*READING TEXT*.
Among the problems which the Committee on Scientific Problems of Human Migration thought important to investigate was the "Shortage and surplus of labor in the United States in its relations to immigration and emigration." This problem was referred to the National Bureau of Economic Research.
Before it received this request to cooperate in the migration program, the National Bureau had begun a series of researches into the phenomena of business cycles. One report within this field, made at the request of a committee of President Harding's Conference on Unemployment, had already been published under the title, Business Cycles and Unemployment. A second report was on the point of appearing-Employment, Hours and Earnings in Prosperity and Depression, by Dr. Willford I. King, Dr. Leo Wolman's monograph on The Growth of American Trade Unions, 1880-1923, was then well under way, and has since been printed. Dr. Frederick
R. Macaulay had begun an elaborate investigation of bond yields and interest rates since 1859, which we hope will appear soon. Dr. Willard L. Thorp was making two collections of materials dealing with cyclical fluctuations-a collection, recently published, of business annals for 17 countries during periods ranging from 36 to 136 years, and a collection of economic statistics which is well advanced. Finally, the present writer had in hand a general treatise upon Business Cycles, the first volume of which will be submitted to the directors of the National Bureau within a few months. Since the "shortage and surplus of labor in its relations to immigration and emigration" is chiefly a problem of short-period oscillations, it was obviously relevant to the National Bureau's existing scheme of work.
At our request, the University of Wisconsin granted leave of absence to Dr. Harry Jerome, Assistant Professor of Economics, in order that he might assume charge of the new undertaking, and later extended the leave. To the University, and particularly to its Department of Economics, our hearty thanks are due. Aided by a small corps of assistants and the advice of other members of the National Bureau's staff, Dr. Jerome analyzed the voluminous, yet incomplete, records of migration to and from the United States, and compared these records with various indices of business activity here and abroad. The present volume presents in concise form his conclusions concerning the short-period fluctuations in the demand for and supply of labor in the United States, and the role played by migration in these fluctuations. The National Bureau hopes that this carefully documented study of a problem too often treated in a controversial spirit will prove useful to all who are interested in migrations and to all who are interested in business cycles.

*Collected data*.
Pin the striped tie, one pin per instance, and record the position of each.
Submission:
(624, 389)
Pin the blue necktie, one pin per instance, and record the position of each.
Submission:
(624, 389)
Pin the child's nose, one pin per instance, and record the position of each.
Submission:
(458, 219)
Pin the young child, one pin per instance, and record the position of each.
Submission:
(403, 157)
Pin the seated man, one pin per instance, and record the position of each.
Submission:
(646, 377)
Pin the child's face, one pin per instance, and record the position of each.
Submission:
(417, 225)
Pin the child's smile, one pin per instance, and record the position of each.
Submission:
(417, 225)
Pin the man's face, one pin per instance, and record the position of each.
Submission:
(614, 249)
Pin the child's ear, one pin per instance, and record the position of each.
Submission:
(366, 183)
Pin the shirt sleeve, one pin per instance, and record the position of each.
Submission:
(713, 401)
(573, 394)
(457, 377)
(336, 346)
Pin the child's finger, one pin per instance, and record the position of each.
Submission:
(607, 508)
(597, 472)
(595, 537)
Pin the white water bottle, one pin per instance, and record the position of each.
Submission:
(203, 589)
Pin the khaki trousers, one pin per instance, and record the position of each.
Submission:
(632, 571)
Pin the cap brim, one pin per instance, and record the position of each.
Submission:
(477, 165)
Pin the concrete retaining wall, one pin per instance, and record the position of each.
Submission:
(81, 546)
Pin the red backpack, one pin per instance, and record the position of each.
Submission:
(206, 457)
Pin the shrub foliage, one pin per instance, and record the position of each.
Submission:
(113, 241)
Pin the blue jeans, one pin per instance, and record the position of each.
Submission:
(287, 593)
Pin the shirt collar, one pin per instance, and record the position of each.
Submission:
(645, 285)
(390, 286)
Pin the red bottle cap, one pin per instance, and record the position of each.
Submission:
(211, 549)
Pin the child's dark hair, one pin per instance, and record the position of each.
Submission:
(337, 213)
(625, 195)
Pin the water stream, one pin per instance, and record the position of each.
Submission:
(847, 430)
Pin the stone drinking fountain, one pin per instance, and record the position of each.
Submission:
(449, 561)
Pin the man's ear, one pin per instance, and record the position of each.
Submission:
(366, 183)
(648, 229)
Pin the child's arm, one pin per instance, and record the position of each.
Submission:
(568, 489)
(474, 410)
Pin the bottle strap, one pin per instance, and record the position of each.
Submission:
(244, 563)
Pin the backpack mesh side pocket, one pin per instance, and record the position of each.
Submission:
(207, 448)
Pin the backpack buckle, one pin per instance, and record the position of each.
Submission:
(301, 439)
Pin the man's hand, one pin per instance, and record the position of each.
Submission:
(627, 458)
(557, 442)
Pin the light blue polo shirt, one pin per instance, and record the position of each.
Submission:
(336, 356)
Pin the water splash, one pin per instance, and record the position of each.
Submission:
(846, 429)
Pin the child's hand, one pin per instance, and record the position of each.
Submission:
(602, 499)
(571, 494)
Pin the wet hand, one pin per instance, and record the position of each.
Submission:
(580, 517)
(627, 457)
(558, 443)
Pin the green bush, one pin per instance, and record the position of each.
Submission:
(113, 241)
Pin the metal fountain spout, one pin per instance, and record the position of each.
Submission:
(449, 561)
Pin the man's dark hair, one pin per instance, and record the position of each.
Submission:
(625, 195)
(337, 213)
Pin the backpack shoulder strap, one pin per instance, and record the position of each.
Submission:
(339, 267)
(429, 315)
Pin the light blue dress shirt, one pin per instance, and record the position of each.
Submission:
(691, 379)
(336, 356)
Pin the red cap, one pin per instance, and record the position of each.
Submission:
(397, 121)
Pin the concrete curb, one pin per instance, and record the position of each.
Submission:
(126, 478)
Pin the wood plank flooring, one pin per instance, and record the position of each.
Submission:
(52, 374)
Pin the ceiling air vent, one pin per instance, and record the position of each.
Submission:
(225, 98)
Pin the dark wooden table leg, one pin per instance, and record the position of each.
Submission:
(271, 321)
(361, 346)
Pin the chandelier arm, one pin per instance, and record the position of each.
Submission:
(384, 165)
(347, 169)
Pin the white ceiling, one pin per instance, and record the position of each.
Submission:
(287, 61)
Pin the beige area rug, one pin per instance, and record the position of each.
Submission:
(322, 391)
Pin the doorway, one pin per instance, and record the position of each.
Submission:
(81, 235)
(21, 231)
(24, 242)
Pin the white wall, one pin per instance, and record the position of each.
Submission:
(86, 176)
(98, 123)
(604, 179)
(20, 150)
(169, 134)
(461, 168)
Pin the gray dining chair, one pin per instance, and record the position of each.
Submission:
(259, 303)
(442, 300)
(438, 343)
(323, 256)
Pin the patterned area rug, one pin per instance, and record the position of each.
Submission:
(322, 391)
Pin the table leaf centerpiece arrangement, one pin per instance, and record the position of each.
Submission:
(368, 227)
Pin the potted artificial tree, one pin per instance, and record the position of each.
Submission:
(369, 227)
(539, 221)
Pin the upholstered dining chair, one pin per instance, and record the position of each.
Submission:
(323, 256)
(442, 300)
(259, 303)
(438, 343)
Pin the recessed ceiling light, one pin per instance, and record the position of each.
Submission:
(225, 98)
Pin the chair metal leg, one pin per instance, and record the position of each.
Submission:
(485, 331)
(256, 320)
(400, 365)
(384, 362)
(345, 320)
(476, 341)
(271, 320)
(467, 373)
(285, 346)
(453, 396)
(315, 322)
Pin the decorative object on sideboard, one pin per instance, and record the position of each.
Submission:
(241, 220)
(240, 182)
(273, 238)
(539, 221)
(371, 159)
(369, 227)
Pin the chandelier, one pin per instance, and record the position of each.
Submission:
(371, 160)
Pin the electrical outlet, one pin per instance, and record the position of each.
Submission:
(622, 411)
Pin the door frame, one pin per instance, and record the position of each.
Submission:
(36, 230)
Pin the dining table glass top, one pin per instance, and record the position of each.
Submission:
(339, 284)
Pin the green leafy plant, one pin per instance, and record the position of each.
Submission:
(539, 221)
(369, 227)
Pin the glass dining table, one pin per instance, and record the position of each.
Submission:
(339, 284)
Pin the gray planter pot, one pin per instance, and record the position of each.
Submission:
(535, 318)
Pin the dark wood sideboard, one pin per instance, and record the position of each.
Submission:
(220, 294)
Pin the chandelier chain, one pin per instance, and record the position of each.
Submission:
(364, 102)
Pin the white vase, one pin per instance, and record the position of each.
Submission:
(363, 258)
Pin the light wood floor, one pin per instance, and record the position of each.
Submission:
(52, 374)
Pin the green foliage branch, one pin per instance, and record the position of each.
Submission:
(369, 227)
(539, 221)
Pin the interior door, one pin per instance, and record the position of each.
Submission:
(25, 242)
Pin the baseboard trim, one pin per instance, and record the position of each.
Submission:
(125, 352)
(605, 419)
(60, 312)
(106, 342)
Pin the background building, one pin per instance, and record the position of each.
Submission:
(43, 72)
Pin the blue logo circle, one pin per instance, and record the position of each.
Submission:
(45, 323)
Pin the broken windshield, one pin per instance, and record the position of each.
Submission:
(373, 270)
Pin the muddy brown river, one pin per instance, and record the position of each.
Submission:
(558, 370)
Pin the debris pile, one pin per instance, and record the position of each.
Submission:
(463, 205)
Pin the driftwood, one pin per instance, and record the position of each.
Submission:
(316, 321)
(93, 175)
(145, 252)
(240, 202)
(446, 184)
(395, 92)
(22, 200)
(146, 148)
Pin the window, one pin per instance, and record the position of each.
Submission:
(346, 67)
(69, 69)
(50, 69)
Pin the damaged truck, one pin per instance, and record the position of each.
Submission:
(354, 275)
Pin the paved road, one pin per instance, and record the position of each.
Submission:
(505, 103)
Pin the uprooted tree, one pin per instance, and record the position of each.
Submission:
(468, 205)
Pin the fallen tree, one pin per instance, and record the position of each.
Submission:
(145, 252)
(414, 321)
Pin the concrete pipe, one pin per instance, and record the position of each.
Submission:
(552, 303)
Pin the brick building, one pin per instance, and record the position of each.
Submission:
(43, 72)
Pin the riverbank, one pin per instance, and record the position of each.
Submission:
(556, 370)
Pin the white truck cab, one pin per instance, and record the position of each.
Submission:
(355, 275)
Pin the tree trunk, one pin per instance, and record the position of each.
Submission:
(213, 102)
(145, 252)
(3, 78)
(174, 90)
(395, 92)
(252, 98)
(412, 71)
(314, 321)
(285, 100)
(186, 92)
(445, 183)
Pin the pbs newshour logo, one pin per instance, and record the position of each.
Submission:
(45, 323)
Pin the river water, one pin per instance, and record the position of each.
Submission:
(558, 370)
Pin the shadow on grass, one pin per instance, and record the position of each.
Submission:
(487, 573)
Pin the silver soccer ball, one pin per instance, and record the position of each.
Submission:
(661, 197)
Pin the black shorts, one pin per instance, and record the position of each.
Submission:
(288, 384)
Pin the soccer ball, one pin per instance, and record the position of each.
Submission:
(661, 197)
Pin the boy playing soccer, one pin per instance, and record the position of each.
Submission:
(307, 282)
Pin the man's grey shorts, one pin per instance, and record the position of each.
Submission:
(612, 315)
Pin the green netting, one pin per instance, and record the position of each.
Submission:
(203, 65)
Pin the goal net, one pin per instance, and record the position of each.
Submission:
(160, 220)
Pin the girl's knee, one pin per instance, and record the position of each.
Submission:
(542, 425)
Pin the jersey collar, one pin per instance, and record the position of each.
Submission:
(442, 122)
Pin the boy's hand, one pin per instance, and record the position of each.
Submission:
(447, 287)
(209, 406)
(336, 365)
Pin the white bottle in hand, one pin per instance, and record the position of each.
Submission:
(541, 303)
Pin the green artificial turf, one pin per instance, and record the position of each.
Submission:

*SHORT TASK 1*.
Please repeat, word for word, the part of the migration study preface from "Among the problems" up to and including "of Economic Research.".
*SHORT TASK 2*.
Go on with the migration study preface from the point where it ends.

*FINAL ANSWER 1*.
Among the problems which the Committee on Scientific Problems of Human Migration thought important to investigate was the "Shortage and surplus of labor in the United States in its relations to immigration and emigration." This problem was referred to the National Bureau of Economic Research.

*FINAL ANSWER 2*.
Before Dr. Jerome had finished the present monograph, the Committee on Scientific Problems of Human Migration asked the National Bureau to undertake another investigation. This concerns the problem of "Migration and the Mechanization of Industry"—that is, the relation between the conditions on which relatively unskilled labor can be hired and the adoption of automatic machinery for the performance of work which may be done by hand. In May, 1924, the recently organized Social Science Research Council appointed a Committe on Human Migration, which included besides three members of the older Committee (Dr. Yerkes, Miss Van Kleeck, and Dr. Wissler), Dr. Edith Abbott,
chairman, Professor John R. Commons, Professor John A. Fairlie, Dr. Robert F. Foerster, Professor Edward A. Miller, Professor Charles E. Merriam, Professor Frederick A. Ogg, Professor Carl Wittke, and the writer. The plan of co-operation between the old Committee and the new one transferred the "machinization study" to the Social Science Research Council, under whose auspices it has been carried nearly to completion by Dr. Jerome.
Finally, the Social Science Research Council has enabled the National Bureau to supplement the present study of short-period fluctuations of migration in the United States by a long-period investigation of mass movements of mankind over the earth. Of course, the preparation of a broad sketch of the great world migrations of the past three or four generations requires the critical examination of many estimates of population movements for years and countries in which accurate records are lacking. It requires also the use of all the relevant statistics compiled in any part of the world. In short, it is a project which calls for close international co-operation among the leading authorities upon population statistics. Dr. Walter F. Willcox, of Cornell University, is organizing this co-operation with the National Bureau, and, when the materials are assembled, he will prepare a report.
Like the National Research Council, the Social Science Research Council asked and obtained financial support for its migration studies from the Laura Spelman Rockefeller Memorial.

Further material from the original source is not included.